Natural-language object grounding data
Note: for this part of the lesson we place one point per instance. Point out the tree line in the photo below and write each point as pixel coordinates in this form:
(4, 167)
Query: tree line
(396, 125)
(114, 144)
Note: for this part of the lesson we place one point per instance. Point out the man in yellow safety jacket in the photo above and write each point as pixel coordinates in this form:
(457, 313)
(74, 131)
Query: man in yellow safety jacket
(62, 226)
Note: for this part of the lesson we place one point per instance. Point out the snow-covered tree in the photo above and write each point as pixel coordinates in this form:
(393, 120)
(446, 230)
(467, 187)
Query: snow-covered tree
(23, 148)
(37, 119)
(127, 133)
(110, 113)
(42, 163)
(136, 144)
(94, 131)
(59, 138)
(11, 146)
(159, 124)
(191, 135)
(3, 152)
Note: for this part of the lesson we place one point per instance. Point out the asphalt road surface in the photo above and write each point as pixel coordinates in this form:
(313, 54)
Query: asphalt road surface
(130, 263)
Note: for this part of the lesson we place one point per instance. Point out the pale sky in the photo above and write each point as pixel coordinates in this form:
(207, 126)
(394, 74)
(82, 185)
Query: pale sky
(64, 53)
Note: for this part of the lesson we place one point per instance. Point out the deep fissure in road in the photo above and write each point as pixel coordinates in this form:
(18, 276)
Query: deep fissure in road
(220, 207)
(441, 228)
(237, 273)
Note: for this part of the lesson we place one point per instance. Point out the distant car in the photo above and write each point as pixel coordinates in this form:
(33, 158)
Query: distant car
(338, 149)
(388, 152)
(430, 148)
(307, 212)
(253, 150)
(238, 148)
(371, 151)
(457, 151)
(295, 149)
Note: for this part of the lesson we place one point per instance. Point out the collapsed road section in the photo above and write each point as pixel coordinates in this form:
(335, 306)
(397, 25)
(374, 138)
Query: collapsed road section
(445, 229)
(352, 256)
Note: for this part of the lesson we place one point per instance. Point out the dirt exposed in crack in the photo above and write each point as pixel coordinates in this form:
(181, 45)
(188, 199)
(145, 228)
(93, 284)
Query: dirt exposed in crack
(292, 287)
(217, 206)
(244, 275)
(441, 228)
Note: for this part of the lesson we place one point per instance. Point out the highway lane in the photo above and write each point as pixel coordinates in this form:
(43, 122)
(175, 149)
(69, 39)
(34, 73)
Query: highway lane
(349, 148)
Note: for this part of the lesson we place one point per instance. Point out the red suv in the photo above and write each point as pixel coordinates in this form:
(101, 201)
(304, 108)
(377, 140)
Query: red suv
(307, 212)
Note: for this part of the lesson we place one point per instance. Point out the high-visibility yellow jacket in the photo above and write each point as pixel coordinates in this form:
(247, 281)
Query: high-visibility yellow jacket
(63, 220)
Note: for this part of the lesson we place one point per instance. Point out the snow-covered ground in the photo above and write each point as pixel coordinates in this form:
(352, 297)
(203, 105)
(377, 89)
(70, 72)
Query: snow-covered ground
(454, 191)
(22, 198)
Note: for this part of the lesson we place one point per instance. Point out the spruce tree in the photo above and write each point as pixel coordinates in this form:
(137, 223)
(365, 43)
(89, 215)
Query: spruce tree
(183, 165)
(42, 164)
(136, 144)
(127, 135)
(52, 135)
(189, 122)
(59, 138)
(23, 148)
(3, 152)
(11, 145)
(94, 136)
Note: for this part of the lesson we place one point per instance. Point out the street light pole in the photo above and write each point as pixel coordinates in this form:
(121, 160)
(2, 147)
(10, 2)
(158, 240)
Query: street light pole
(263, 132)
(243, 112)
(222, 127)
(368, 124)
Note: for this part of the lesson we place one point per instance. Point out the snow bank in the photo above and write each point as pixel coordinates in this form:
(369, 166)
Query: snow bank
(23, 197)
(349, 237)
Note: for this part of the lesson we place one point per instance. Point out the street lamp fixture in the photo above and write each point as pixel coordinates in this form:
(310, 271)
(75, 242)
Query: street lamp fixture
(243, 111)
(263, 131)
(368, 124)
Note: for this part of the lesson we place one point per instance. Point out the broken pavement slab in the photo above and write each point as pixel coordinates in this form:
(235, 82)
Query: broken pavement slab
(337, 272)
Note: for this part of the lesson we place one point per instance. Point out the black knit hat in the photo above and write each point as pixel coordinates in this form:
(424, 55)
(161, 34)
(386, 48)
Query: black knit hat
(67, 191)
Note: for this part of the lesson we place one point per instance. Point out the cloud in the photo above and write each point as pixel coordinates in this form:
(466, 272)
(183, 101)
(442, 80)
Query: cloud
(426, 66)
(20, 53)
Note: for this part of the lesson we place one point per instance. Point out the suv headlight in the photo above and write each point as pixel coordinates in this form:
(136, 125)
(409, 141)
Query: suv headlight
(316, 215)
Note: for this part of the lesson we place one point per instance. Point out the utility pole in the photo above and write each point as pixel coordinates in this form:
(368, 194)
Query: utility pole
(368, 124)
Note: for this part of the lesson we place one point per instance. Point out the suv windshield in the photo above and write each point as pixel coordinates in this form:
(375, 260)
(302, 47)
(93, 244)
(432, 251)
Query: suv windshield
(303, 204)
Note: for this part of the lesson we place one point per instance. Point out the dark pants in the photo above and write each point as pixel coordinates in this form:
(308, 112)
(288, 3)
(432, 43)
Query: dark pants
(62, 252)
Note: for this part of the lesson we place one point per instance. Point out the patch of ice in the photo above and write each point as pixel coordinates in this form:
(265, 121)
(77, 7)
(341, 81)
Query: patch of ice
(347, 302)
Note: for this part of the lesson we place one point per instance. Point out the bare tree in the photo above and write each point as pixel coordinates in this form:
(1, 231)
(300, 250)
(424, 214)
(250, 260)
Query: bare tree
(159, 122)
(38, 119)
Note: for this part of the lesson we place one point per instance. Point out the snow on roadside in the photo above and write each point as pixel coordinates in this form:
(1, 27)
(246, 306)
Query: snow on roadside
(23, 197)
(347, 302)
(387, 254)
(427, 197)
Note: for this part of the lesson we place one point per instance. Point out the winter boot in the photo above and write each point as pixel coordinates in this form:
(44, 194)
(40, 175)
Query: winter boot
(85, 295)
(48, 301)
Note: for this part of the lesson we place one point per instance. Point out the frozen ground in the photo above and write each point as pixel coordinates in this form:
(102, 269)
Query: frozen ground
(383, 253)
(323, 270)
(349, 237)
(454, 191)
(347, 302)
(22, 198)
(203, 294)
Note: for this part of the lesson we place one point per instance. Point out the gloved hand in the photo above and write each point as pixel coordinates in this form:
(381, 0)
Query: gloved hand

INSTRUCTIONS TO FOLLOW -> Find the string "hand" in the entries above and return each line that holds it.

EXERCISE RESULT ->
Note: for this part of the lesson we place one point per instance. Point out the gloved hand in the photo above and write each point as pixel coordinates in this form:
Query: gloved hand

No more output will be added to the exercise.